§ **SUPPLIED TEXT**

◆ ◆ ◆ ◆

But let's start with a partitional algorithm. The most popular is called *k-means*. Again, this is an exploratory data analysis process. The analyst needs to specify the number of clusters *K*, and should experiment with different values of *K* until a meaningful grouping emerges. Another way to choose *K* is the [elbow method](https://en.wikipedia.org/wiki/Elbow_method_(clustering)), but we won't discuss that here.

## Example: precinct-level voting
We'll use the `sklearn` library to implement the k-means algorithm. The aim: identify a typology of voters based on precinct-level data.

The California [Statewide Database](https://statewidedatabase.org), maintained by UC Berkeley, provides access to voting data. Your GitHub repository should include the November 2020 precinct data for Los Angeles County.

In [None]:
import pandas as pd

df = pd.read_csv('data/c037_g20_sov_data_by_g20_srprec.csv')
df.head()

The unique identifier is given by the precinct column, `srprec`, so let's set that as the index.

◆ ◆ ◆ ◆

§ **MATERIAL SHOWN**

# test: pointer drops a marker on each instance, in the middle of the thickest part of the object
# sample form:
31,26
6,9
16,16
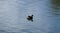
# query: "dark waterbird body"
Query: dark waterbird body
30,18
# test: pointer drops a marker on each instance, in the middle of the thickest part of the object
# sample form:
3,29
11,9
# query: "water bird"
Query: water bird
30,18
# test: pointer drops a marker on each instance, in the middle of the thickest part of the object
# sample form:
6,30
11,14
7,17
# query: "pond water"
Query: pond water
13,14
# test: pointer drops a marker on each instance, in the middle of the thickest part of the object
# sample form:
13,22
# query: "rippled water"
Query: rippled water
13,14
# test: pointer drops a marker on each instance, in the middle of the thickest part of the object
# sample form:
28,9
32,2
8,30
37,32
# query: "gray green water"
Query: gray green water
13,14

◆ ◆ ◆ ◆

§ **TASKS TO COMPLETE**
**A)** Answer these from the k-means text above, one answer per line, marked to match:
(i) Which library is used to implement the k-means algorithm?
(ii) Who maintains the California Statewide Database?
(iii) Which column holds the unique identifier for each precinct?
**B)** Continue the k-means text from its last sentence.

§ **ANSWERS TO THE EXERCISE**
**A)**
(i) sklearn
(ii) UC Berkeley
(iii) srprec

**B)**
In [None]:
df.set_index('srprec', inplace=True)
df.index.is_unique  # verify that it's unique

What columns are in the data set?

In [None]:
df.columns

There are obviously a lot of columns. You can see the [full codebook here](https://statewidedatabase.org/d10/g20.html). But the propositions are pretty self explanatory. `PRSDEM01` gives votes for Biden, `PRSREP01` for Trump, etc. Note the state Senate and Assembly races will be different depending on the precinct, so let's ignore those.

What do the data in these columns look like?

In [None]:
df[['PRSDEM01','PRSREP01']].head()

We see that the numbers are in absolute terms. Let's convert them to vote share.

In [None]:
# this is share of two-party vote (ignoring other candidates)
df['Biden_pc'] = df.PRSDEM01 / (df.PRSDEM01+df.PRSREP01)*100

Let's do the same for each proposition too. 

How can we get a list with the numbers of the propositions? We'll use a list comprehension to get the list of relevant columns.

In [None]:
props = [col for col in df.columns if col.startswith('PR_') and col.endswith('Y')]
print(props)


And another list comprehension to get the relevant digits.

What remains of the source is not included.